§ DATASET EXCERPTS
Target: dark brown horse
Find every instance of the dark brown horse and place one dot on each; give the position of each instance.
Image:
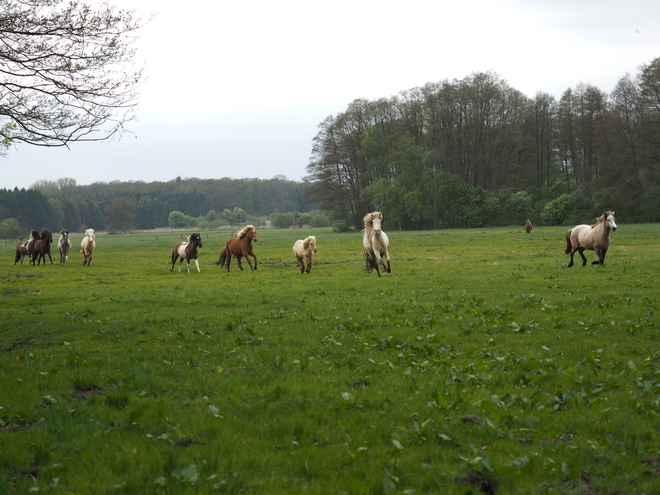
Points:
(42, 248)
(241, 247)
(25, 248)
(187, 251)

§ EXERCISE BRIEF
Rescale the records above by giving all their lines again, the requests included, with every coordinate in the answers multiplied by 1.15 and rounded to the nearest whole number, halves rounded up. Leave the pictures out of your answer.

§ TASK RESULT
Target: dark brown horse
Find every instance of the dark brown horse and place one dot on each; give the position of each instance.
Image:
Points:
(48, 285)
(277, 284)
(29, 285)
(215, 289)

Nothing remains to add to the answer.